>> begin

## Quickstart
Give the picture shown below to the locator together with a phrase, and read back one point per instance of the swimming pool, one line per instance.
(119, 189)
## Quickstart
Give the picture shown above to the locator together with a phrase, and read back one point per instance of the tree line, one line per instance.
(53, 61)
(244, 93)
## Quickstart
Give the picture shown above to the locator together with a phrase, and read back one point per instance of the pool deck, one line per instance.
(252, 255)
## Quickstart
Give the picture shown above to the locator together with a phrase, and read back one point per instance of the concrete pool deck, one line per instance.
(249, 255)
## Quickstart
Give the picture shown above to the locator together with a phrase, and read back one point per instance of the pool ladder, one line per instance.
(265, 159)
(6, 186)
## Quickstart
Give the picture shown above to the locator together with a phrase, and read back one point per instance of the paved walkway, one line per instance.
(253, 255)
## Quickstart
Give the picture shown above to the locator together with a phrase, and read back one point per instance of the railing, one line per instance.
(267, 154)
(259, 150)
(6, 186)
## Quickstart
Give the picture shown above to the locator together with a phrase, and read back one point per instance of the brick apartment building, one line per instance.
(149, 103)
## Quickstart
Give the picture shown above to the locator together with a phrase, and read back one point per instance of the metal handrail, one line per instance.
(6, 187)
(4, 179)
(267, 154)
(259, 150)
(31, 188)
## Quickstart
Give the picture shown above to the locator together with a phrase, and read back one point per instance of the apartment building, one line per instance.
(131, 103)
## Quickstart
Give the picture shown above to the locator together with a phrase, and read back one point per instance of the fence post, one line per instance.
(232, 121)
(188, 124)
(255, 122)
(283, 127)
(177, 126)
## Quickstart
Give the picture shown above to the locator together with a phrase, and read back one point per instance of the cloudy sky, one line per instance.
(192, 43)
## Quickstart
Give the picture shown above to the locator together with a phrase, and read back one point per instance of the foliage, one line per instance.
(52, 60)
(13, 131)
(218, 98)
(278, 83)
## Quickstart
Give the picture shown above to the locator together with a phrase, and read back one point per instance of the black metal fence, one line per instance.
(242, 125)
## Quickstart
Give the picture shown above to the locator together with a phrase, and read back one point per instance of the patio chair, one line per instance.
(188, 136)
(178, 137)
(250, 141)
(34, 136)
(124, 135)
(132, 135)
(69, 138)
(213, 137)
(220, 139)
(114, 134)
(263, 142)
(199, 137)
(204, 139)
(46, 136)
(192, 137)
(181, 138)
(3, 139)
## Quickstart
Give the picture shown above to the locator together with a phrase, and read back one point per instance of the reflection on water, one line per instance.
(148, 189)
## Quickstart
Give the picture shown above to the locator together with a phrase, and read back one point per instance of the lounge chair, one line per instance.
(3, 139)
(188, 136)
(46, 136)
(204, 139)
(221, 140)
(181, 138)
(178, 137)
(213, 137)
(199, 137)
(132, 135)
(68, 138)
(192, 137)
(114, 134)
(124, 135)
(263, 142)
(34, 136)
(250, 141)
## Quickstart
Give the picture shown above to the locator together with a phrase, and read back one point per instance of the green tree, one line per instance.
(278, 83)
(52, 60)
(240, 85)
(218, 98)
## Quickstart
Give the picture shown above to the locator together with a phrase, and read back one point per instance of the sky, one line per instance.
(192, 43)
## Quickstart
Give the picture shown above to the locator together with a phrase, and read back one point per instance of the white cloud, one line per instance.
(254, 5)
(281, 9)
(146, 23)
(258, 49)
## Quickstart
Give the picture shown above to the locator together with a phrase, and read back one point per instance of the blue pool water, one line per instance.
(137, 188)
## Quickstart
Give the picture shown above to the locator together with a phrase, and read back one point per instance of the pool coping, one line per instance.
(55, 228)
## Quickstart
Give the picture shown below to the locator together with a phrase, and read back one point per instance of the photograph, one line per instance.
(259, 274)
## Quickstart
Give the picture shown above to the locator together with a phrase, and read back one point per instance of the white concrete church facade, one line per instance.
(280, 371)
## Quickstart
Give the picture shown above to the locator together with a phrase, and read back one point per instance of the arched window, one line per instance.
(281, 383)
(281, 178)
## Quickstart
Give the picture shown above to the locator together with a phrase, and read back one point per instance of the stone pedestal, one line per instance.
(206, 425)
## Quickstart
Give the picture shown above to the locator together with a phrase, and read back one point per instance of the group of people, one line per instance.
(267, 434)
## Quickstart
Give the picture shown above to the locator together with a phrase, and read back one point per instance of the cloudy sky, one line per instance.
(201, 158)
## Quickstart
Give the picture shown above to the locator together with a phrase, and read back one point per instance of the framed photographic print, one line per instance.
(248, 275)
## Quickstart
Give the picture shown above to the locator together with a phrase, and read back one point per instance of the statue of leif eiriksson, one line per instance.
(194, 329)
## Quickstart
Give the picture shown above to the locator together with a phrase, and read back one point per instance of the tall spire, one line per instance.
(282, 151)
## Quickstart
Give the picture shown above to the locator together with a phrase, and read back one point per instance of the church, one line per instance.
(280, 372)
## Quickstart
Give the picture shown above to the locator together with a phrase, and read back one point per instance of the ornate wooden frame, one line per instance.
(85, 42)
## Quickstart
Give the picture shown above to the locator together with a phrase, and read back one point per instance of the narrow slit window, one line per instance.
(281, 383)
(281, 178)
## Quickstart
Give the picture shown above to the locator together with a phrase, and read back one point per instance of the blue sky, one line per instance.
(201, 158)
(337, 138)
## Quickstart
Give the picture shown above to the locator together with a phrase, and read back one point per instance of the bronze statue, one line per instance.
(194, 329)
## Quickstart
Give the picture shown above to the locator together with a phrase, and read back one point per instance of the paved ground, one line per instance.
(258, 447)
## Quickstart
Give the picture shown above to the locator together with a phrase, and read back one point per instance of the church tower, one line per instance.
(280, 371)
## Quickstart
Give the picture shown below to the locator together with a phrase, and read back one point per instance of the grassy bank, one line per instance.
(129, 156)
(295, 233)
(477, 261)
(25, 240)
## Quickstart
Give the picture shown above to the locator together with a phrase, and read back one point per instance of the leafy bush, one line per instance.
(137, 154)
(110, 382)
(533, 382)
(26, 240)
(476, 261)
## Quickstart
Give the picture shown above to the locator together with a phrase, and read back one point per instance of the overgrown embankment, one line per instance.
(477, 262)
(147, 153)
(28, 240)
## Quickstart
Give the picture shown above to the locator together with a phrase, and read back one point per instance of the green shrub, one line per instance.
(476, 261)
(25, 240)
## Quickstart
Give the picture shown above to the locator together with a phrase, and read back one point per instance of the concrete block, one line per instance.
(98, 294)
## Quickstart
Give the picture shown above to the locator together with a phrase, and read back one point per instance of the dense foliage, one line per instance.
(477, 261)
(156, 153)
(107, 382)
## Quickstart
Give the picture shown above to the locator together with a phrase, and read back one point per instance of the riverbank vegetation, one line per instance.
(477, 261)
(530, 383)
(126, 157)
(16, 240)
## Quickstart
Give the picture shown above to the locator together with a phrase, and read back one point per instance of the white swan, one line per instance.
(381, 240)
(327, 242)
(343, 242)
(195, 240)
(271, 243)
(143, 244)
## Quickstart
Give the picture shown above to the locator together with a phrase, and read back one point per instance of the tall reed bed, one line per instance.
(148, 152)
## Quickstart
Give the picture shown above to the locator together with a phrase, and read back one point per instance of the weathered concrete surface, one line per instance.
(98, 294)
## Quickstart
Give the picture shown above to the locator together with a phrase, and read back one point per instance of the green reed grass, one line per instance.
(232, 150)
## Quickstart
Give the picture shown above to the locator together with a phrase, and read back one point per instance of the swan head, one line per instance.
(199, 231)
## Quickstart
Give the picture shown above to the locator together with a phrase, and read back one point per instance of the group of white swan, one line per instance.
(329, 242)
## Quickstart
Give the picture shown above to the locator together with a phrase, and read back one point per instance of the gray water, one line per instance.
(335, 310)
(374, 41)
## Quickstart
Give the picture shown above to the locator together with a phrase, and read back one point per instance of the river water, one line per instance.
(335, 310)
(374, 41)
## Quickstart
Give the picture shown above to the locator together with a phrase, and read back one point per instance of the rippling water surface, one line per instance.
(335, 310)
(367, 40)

>> end

> Exercise brief:
Locate each line in the data above that contains the string "below" and copy those lines out in full.

> Solution to this problem:
Give the picture shown below to the locator together with a phrase, and read back one point per instance of the swimming pool, one line per instance.
Give the picture shown below to the locator together with a phrase, and read back one point per instance of the photograph, one line per instance.
Give the picture shown below to the locator together with a phrase, and read back one point per instance of the grassy bank, one line per instance.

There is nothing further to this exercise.